» **Requirements**: Rewrite the stretch of the listing from the line containing "For the pointing benchmark, tag the tail" through the end of the listing as a numbered list, omitting any blank lines.

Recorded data
* begin *

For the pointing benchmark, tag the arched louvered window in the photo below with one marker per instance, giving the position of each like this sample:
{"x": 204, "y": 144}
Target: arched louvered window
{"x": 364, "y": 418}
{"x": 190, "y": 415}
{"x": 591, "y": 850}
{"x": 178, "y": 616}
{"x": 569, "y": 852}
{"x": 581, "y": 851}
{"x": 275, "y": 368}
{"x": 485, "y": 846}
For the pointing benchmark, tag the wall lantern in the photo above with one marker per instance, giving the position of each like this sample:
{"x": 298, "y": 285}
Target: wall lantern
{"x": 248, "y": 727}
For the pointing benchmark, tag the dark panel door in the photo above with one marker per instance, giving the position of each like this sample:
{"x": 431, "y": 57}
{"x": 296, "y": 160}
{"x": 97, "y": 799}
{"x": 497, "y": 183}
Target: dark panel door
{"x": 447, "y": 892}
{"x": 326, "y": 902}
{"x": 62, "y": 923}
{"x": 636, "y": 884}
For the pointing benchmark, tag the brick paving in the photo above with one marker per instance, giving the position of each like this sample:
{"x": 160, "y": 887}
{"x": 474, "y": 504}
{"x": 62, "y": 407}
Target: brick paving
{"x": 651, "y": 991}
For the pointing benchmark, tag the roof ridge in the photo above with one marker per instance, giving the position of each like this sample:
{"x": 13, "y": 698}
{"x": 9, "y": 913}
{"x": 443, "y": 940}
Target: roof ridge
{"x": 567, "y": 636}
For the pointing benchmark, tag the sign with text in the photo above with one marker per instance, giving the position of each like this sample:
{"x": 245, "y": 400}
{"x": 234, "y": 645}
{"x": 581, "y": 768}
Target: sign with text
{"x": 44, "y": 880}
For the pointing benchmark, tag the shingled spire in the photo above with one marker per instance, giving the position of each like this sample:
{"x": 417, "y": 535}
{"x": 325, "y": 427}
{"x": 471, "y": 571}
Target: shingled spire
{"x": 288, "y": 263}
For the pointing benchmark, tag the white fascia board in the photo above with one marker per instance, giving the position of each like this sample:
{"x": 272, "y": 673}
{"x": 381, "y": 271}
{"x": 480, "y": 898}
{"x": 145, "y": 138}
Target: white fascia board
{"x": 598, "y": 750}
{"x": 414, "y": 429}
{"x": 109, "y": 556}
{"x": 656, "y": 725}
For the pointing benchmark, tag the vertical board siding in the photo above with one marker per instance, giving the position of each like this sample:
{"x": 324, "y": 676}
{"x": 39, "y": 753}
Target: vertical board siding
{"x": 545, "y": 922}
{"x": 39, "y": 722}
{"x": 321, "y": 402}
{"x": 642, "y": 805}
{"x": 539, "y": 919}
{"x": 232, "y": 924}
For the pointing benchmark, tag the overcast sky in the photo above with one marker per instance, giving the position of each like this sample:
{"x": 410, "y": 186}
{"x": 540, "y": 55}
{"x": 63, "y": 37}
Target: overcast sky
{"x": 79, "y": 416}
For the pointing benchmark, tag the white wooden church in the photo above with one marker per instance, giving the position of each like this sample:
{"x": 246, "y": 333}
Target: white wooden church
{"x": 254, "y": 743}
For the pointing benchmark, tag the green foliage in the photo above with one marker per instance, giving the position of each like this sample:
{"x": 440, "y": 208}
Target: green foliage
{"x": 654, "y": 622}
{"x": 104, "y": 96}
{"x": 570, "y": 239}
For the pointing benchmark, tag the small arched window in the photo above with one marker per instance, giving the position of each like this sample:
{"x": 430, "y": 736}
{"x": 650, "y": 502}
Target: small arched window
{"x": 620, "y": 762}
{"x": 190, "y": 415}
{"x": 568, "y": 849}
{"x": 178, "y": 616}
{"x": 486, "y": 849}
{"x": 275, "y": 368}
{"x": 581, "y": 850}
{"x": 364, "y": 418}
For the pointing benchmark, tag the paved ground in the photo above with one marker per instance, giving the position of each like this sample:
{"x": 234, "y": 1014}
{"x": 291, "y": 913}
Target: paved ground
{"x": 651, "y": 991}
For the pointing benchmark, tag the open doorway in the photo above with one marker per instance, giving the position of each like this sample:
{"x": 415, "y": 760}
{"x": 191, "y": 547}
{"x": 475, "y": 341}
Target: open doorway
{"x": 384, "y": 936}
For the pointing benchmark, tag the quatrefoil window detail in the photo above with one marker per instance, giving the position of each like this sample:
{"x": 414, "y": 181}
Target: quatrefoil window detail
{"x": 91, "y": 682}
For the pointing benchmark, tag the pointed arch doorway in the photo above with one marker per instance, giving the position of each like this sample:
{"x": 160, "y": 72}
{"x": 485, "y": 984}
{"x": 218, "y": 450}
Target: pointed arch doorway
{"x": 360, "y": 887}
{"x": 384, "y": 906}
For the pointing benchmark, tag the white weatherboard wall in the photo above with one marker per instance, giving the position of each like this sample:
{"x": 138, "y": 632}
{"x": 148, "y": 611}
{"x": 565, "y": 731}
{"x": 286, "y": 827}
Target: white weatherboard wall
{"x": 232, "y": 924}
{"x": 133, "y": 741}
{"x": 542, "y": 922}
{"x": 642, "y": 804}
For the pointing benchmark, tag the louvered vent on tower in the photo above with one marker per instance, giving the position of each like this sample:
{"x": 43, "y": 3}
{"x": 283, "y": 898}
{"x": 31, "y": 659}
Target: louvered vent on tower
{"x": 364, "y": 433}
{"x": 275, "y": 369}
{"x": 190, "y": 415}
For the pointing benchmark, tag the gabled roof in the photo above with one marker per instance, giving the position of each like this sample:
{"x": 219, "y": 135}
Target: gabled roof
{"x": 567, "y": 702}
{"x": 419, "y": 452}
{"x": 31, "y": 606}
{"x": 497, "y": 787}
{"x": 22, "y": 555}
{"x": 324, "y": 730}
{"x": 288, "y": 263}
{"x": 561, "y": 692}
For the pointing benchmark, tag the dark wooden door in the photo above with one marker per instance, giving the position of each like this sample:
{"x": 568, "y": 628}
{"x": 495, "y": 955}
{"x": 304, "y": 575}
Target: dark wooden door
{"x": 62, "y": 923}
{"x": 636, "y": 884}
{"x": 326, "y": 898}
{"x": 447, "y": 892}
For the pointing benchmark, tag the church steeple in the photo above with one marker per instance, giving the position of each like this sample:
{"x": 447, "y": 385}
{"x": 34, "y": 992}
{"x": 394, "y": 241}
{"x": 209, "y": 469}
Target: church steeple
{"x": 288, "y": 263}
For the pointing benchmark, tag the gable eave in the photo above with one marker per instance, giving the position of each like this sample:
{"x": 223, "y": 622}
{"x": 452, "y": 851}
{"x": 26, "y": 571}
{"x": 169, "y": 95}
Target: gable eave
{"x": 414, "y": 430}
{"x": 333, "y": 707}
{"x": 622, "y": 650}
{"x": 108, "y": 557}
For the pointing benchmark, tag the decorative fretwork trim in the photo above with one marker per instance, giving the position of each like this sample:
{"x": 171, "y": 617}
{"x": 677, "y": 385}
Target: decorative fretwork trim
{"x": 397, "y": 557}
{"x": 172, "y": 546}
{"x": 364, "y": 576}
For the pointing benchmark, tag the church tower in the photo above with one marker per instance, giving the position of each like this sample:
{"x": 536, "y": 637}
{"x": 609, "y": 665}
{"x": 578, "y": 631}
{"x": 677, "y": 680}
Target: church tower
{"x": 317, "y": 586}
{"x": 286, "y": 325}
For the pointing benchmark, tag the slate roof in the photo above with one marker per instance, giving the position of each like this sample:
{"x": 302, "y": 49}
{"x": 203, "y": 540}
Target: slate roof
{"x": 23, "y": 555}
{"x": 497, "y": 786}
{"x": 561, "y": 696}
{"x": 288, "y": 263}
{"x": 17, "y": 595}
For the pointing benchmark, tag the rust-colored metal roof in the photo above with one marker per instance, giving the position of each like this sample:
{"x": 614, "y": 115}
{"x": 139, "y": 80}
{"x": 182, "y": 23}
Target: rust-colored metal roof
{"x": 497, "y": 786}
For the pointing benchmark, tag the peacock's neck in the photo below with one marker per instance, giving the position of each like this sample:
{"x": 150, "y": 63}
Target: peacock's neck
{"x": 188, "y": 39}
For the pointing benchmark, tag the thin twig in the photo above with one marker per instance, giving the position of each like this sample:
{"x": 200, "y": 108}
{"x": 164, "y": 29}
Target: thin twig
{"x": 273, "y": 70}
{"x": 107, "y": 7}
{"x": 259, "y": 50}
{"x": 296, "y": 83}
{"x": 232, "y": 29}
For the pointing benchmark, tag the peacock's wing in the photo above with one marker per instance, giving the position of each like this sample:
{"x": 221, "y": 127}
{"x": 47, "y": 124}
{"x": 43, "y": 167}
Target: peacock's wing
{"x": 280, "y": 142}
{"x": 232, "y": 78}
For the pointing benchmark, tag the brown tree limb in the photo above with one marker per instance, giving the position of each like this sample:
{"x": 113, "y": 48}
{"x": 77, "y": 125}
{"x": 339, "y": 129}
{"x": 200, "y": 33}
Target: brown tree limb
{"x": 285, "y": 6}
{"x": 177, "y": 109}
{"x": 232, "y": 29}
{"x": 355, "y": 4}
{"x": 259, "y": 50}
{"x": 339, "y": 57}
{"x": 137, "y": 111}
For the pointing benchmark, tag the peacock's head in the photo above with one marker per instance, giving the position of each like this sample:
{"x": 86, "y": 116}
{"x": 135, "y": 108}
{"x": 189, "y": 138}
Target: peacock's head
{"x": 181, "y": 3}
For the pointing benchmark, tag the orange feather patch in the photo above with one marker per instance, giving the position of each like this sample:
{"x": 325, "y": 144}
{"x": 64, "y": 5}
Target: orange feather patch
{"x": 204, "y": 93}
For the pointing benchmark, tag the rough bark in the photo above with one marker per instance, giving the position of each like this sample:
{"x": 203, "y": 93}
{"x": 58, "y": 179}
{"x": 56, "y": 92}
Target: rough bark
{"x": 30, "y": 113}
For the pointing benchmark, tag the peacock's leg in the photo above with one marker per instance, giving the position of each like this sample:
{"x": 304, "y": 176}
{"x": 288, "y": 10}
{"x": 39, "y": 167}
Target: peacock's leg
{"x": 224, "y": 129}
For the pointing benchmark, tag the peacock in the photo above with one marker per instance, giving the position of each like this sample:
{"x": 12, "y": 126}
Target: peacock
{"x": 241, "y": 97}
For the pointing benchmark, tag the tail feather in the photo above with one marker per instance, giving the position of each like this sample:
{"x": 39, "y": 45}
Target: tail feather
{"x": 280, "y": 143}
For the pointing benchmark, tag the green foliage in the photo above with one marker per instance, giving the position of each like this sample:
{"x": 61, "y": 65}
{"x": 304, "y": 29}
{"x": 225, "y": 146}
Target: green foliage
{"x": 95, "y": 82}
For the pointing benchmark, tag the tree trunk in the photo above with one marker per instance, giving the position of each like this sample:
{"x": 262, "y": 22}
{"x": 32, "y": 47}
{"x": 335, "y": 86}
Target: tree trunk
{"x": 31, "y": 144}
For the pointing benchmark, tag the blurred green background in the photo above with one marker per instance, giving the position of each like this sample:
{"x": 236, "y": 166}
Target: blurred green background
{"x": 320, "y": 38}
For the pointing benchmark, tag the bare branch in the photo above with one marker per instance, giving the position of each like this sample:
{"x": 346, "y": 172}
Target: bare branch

* end *

» **Correct output**:
1. For the pointing benchmark, tag the tail feather in the photo above with one marker per instance, giving the position of each like this sample:
2. {"x": 39, "y": 45}
3. Target: tail feather
4. {"x": 280, "y": 143}
5. For the pointing benchmark, tag the green foliage in the photo above with one marker per instance, giving the position of each like this sample:
6. {"x": 61, "y": 65}
7. {"x": 304, "y": 29}
8. {"x": 225, "y": 146}
9. Target: green foliage
10. {"x": 95, "y": 82}
11. For the pointing benchmark, tag the tree trunk in the photo above with one marker per instance, giving the position of each like this sample:
12. {"x": 262, "y": 22}
13. {"x": 32, "y": 47}
14. {"x": 335, "y": 86}
15. Target: tree trunk
16. {"x": 31, "y": 144}
17. For the pointing benchmark, tag the blurred green background in the photo above with one marker per instance, giving the position of each like this sample:
18. {"x": 236, "y": 166}
19. Target: blurred green background
20. {"x": 320, "y": 38}
21. For the pointing benchmark, tag the bare branch in the photo above with one marker per instance, giving the position of each like this sample:
22. {"x": 346, "y": 172}
23. Target: bare branch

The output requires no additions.